--- EXERCISE GOAL ---
According to the abstract on porous carbon materials below, what is the BET surface area of the Cmeso-700 particles?

--- DOCUMENT TEXT ---
* Start *

Electrorheological effect of carbonaceous materials with hierarchical porous structures

https://doi.org/10.1016/j.colsurfa.2009.02.036Get rights and content

Abstract

Carbonaceous materials with different hierarchical porous structures for electrorheological (ER) dispersed phase have been synthesized by carbonization of as-prepared starch/silica precurser at different temperatures. The N2 adsorption isotherms show that Cmeso-700 and Cmeso-500 particles have the BET surface areas of 1028 and 603 m2 g−1, respectively. They both have the mesoporous pores with size of about 4.6 nm and the microporous pores (1.1 and 1.5 nm, respectively). The BET surface areas and C/O atomic ratio of porous carbon materials can be increased with the carbonization temperatures. The rheological measurements indicate that the Cmeso-700 and Cmeso-500 ERF have the better ER effect resulted from their hierarchical porous structures. The shear stress of Cmeso-700 ERF is 900 Pa at 1000 s−1 under 3 kV mm−1, which is almost 4.5 times larger than that of Cmicro-350 ERF. The mesoporous carbon ERFs also show the better sedimentation stability than microporous carbon ERFs. The different ER effect of carbonaceous particles may derive from their different dielectric polarization property induced by the hierarchical porous structures.

* End *

(Collection entries)
* Start *

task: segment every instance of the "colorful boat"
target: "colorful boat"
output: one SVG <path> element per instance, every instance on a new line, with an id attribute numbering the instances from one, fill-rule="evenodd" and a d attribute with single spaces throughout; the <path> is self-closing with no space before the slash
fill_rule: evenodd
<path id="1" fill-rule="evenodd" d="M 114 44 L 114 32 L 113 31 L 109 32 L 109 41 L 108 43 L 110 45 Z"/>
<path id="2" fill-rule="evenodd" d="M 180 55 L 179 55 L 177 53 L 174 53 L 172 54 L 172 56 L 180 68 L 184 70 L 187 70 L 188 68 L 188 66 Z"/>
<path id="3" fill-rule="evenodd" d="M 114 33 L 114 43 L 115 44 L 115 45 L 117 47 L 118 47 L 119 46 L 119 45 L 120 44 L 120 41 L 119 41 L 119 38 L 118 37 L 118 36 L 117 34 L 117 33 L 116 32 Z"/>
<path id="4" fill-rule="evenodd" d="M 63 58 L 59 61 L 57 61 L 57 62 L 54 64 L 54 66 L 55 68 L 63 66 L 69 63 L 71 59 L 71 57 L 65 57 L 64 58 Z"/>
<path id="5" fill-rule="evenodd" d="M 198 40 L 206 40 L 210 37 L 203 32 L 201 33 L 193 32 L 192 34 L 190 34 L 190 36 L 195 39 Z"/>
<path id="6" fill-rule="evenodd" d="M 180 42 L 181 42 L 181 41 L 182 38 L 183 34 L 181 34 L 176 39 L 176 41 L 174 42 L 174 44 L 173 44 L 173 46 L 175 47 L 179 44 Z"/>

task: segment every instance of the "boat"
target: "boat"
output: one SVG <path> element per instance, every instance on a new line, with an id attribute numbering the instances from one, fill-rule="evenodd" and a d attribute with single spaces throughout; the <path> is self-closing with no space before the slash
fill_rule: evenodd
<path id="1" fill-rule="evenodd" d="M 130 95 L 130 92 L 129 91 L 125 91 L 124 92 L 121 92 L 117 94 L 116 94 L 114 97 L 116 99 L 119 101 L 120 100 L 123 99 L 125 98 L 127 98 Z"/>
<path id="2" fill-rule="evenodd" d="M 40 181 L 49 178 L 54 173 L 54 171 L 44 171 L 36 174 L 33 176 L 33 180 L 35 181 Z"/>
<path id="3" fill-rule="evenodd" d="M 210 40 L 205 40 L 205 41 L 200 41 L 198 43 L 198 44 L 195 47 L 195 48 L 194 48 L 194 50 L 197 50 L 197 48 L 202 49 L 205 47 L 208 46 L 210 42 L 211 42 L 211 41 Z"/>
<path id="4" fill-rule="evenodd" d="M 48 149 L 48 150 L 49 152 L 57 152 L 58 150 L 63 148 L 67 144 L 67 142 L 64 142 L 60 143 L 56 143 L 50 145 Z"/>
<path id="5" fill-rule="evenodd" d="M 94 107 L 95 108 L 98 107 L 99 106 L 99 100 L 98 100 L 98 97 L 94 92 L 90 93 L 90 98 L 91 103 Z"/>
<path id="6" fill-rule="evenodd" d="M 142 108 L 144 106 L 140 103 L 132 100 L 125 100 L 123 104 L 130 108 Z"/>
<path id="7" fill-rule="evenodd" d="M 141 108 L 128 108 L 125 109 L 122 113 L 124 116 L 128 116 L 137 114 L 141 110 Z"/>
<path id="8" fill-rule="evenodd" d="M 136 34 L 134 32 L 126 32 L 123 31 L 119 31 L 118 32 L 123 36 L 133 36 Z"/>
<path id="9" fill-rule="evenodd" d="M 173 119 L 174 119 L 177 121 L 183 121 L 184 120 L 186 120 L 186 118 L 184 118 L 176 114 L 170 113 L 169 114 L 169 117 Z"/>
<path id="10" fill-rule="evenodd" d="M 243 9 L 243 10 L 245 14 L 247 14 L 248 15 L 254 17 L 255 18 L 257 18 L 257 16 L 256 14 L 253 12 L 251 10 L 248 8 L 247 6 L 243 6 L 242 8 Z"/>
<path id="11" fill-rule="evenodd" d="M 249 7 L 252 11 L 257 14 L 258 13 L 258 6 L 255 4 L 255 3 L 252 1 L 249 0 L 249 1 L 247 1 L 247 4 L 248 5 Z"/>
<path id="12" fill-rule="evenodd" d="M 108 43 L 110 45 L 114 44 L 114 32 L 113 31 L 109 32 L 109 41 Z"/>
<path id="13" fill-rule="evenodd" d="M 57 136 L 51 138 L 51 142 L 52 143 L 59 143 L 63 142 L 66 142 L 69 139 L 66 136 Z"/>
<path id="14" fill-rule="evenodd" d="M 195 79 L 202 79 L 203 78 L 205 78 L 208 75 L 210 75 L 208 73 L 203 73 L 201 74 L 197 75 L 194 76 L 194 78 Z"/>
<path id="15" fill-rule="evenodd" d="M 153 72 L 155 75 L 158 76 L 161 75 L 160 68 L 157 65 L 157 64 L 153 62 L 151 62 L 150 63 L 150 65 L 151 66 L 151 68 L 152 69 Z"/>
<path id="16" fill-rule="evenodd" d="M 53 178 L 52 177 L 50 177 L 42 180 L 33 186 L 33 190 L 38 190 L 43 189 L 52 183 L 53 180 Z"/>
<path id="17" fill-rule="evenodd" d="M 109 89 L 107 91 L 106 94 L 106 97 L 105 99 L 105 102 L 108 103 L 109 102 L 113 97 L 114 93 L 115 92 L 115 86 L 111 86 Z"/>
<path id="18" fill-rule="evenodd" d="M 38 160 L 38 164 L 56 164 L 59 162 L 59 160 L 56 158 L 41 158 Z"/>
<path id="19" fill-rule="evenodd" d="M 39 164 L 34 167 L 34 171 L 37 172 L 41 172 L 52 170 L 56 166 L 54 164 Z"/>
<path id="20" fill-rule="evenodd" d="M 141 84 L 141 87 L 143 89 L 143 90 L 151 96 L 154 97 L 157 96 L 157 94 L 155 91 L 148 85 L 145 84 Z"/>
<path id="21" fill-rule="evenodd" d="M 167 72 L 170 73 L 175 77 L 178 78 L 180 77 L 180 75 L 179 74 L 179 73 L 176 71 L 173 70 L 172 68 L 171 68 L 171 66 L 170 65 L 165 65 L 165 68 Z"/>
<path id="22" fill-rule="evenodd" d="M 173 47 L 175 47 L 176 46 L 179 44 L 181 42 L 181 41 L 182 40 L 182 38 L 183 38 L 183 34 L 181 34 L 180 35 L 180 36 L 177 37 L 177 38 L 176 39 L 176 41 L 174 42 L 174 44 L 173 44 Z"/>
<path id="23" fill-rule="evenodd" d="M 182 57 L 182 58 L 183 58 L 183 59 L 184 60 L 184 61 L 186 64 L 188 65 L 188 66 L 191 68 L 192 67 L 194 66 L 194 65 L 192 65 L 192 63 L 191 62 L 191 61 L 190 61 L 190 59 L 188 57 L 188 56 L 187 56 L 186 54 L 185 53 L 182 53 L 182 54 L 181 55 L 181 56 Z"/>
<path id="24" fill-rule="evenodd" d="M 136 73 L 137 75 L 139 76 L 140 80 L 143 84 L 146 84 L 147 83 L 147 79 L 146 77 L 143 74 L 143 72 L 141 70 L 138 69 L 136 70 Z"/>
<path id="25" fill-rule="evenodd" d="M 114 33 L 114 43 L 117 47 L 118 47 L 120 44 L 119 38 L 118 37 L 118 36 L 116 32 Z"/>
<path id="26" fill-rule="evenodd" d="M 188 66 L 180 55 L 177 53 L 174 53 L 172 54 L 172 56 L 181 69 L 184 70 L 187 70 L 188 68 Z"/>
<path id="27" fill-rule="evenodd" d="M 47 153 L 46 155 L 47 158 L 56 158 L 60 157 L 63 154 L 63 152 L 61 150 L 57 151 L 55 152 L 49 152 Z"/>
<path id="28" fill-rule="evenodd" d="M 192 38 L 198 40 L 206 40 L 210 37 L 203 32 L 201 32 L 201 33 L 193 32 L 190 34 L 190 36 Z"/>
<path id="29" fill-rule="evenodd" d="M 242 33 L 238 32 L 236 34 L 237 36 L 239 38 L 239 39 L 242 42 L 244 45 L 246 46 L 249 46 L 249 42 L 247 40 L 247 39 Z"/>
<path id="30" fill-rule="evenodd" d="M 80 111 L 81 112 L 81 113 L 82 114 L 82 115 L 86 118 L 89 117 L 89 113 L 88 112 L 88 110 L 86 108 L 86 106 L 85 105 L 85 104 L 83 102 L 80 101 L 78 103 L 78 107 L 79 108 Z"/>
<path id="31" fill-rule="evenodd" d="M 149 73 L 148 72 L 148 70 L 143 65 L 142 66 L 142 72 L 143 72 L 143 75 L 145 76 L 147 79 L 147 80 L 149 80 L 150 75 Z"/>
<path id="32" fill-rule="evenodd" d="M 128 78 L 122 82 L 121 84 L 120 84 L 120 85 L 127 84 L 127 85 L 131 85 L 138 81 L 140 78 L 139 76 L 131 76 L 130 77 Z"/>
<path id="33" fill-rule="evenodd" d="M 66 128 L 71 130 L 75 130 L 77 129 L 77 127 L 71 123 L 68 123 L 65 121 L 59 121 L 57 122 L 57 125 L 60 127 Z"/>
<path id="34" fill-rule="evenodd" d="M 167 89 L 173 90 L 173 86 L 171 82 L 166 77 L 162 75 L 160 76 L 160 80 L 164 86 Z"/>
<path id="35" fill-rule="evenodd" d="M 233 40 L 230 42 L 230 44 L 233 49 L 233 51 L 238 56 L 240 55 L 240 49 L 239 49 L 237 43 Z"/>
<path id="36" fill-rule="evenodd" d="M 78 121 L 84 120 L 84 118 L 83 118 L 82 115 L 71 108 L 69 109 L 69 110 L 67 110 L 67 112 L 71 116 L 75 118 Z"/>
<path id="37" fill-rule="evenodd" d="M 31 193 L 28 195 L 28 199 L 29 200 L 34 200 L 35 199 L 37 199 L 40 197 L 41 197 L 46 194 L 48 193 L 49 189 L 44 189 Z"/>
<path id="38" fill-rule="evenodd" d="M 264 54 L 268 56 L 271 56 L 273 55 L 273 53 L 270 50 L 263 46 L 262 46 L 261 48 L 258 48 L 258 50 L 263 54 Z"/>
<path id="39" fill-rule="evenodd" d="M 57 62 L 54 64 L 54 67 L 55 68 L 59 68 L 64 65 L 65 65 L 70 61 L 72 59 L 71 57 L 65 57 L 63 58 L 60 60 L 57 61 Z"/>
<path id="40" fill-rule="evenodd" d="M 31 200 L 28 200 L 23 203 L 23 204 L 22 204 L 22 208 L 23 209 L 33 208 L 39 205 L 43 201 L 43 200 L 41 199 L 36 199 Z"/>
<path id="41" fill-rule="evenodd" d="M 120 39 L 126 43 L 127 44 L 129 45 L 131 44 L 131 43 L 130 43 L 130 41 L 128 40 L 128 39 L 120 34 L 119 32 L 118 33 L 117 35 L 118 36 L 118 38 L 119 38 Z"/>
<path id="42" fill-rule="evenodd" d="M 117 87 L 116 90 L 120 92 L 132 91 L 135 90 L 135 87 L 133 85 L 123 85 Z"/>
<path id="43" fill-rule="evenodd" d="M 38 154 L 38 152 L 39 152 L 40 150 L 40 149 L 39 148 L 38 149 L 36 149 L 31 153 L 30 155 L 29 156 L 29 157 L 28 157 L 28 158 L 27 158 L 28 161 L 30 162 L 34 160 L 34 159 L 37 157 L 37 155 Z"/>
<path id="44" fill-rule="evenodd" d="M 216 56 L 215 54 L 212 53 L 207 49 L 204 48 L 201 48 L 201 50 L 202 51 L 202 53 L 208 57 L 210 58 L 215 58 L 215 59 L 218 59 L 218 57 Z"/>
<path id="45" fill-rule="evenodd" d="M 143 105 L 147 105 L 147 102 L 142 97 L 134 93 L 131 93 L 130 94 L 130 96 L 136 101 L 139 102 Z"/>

* End *

--- EXERCISE RESULT ---
1028 m2 g−1